Passage:

########

Three recent works of nonfiction focus on America’s history of slavery and evolving narratives regarding acknowledgement of enslaved people.

William Still: The Underground Railroad and the Angel at Philadelphia
William C. Kashatus; April 2021; University of Notre Dame Press/Longleaf
Themes: history, social science, biography, African American & Black Studies
Set within the context of the broader anti-slavery movement, William C. Kashatus tells the compelling story of William Still, a key leader of the Underground Railroad and early civil rights advocate. Of particular note is the detailed database of the 995 runaway slaves who William Still helped escape between 1853 and 1861 which provides priceless information about each individual.

On Juneteenth
Annette Gordon-Reed; May 2021; Liveright/W. W. Norton
Themes: history, social science, memoir, African American & Black Studies
Blending both heart-wrenching and uplifting personal anecdotes about growing up Black in Texas with key historical events and stories, Annette Gordon-Reed takes readers on a journey through history with connections for today.

How the Word is Passed: A Reckoning with the History of Slavery Across America
Clint Smith; June 2021; Little, Brown and Company/Hachette Book Group
Themes: history, social science, memoir, African American & Black Studies
A travelogue, a memoir, a history, and a powerful reckoning… Clint Smith shares his experiences visiting sites connected with the history of enslaved people from Africa to the United States.

########

Extracted material:

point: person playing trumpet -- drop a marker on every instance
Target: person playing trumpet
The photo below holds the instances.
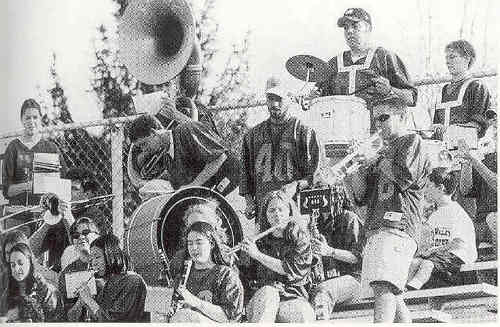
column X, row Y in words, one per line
column 395, row 183
column 340, row 245
column 83, row 232
column 282, row 267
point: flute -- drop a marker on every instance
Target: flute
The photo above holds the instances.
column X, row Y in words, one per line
column 268, row 231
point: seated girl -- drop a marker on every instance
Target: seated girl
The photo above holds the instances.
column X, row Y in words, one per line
column 83, row 232
column 283, row 264
column 213, row 291
column 25, row 283
column 453, row 237
column 123, row 295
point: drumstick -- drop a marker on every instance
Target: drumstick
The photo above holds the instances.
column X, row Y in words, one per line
column 362, row 89
column 79, row 288
column 17, row 226
column 93, row 199
column 258, row 236
column 20, row 211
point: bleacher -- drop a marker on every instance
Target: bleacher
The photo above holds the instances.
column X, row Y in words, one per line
column 475, row 302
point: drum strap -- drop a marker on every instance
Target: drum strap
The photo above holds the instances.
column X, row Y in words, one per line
column 276, row 141
column 448, row 105
column 352, row 69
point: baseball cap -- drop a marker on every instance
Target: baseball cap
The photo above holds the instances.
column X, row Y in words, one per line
column 356, row 15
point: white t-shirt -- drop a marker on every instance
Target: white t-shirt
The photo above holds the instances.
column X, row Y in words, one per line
column 450, row 222
column 69, row 255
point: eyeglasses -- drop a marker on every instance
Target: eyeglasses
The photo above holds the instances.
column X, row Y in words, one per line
column 85, row 232
column 382, row 118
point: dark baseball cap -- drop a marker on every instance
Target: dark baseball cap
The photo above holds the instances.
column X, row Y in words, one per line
column 356, row 15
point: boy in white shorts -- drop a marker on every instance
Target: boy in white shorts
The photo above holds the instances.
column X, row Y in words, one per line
column 452, row 230
column 395, row 184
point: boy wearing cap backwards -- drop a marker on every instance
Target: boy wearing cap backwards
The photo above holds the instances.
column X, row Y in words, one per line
column 369, row 71
column 395, row 183
column 279, row 153
column 452, row 230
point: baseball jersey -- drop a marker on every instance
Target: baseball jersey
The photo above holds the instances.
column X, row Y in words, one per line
column 397, row 204
column 450, row 222
column 275, row 154
column 463, row 102
column 350, row 76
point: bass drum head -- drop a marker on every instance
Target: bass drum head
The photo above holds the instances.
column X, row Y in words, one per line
column 171, row 224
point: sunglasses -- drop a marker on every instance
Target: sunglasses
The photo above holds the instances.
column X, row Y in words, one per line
column 85, row 232
column 382, row 118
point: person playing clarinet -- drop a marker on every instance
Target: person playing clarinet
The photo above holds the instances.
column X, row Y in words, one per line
column 283, row 262
column 212, row 291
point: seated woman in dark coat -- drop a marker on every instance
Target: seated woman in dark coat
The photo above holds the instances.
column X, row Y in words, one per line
column 123, row 294
column 29, row 290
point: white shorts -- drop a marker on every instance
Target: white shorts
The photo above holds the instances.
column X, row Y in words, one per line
column 387, row 257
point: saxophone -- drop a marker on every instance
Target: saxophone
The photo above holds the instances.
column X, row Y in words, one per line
column 176, row 302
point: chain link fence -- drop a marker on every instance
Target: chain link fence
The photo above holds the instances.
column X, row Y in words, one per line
column 105, row 151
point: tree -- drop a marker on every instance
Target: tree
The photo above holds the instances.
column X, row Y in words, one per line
column 114, row 86
column 56, row 111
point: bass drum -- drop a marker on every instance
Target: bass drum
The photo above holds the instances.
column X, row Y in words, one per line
column 156, row 225
column 339, row 118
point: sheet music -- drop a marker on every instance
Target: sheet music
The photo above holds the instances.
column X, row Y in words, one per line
column 46, row 162
column 52, row 183
column 74, row 281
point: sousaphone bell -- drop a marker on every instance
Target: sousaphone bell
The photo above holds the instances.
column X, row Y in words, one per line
column 157, row 42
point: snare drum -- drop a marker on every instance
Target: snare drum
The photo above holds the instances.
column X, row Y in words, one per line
column 339, row 118
column 438, row 154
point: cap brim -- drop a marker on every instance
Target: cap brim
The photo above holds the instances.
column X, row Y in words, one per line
column 342, row 20
column 277, row 91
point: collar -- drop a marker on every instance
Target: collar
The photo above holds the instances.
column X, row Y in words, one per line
column 171, row 148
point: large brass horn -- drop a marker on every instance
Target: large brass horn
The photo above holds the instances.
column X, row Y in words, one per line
column 157, row 38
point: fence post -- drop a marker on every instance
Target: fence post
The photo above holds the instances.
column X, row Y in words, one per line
column 117, row 180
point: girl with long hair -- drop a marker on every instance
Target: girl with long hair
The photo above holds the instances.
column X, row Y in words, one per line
column 213, row 291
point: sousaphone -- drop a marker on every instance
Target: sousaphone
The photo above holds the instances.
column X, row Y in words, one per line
column 157, row 42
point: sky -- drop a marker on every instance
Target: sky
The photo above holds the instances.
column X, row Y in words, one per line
column 33, row 29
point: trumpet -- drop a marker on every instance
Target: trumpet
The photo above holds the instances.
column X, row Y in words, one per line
column 345, row 166
column 268, row 231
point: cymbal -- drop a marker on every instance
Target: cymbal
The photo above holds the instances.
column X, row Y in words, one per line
column 319, row 70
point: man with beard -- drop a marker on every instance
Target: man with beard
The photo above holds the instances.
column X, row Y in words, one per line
column 279, row 153
column 368, row 71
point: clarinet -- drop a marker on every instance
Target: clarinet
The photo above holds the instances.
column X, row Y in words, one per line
column 176, row 303
column 165, row 279
column 317, row 269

########

Work to do: Reproduce word for word the part of the passage on books about slavery that begins with "Three recent works" and ends after "about each individual.".

Result of this exercise:
Three recent works of nonfiction focus on America’s history of slavery and evolving narratives regarding acknowledgement of enslaved people.

William Still: The Underground Railroad and the Angel at Philadelphia
William C. Kashatus; April 2021; University of Notre Dame Press/Longleaf
Themes: history, social science, biography, African American & Black Studies
Set within the context of the broader anti-slavery movement, William C. Kashatus tells the compelling story of William Still, a key leader of the Underground Railroad and early civil rights advocate. Of particular note is the detailed database of the 995 runaway slaves who William Still helped escape between 1853 and 1861 which provides priceless information about each individual.